--- START OF Text ---
Edna Staebler’s Diaries

By Christl Verduyn & Edna Staebler
Subjects Waterloo Region, Life Writing, Language Arts & Disciplines, Creative Writing, History, Canadian History, Biography & Autobiography
Series Life Writing Hide Details
Paperback : 9780889204812, 312 pages, September 2005
Ebook (EPUB) : 9781554588114, 312 pages, August 2009

Table of contents

Table of Contents for Must Write: Edna Staebler’s Diaries, edited by Christl Verduyn
Acknowledgments
Introduction: “Life as Writing”
Edna’s Chronology
Family Lines
1. 1920s Words to Express
2. 1930s Longing to Make Something
3. 1940s Must Write
4. “Duellists of the Deep” 1948
5. “How to Live without Wars and Wedding Rings” 1950
6. 1950s Writing
7. 1960s Must Work
8. 1970s Something to Write About
9. “Cape Breton Harbour” (excerpt) 1972
10. “The Great Cookie War” 1987
11. 1980s The Business of Publishing
12. 1990s Must Do
13. 2000 Still Interested and Interesting
Bibliography
Index

Description

Long before she became the renowned author of the best-selling Schmecks cookbooks, an award-winning journalist for magazines such as Macleans, and a creative non-fiction mentor, Edna Staebler was a writer of a different sort. Staebler began serious diary writing at the age of sixteen and continued to write for over eighty years. Must Write: Edna Staebler’s Diaries draws from these diaries selections that map Staebler’s construction of herself as a writer and documents her frustrations and struggles, along with her desire to express herself, in writing. She felt she must write—that not to write was a “denial of life”—while at the same time she doubted the value of her scribblings.
--- END OF Text ---
--- START OF Supplied material ---
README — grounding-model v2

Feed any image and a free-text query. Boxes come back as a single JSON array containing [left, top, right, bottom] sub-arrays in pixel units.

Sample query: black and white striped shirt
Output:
--- END OF Supplied material ---
Requirement:
Answer these from the listing for Edna Staebler's diaries:
(a) How many pages does the paperback edition have?
(b) What title does the table of contents give the 1940s chapter?
(c) At what age did Staebler begin serious diary writing?
Rely only on the text, not the data.

Task output:
(a) 312 pages
(b) Must Write
(c) Sixteen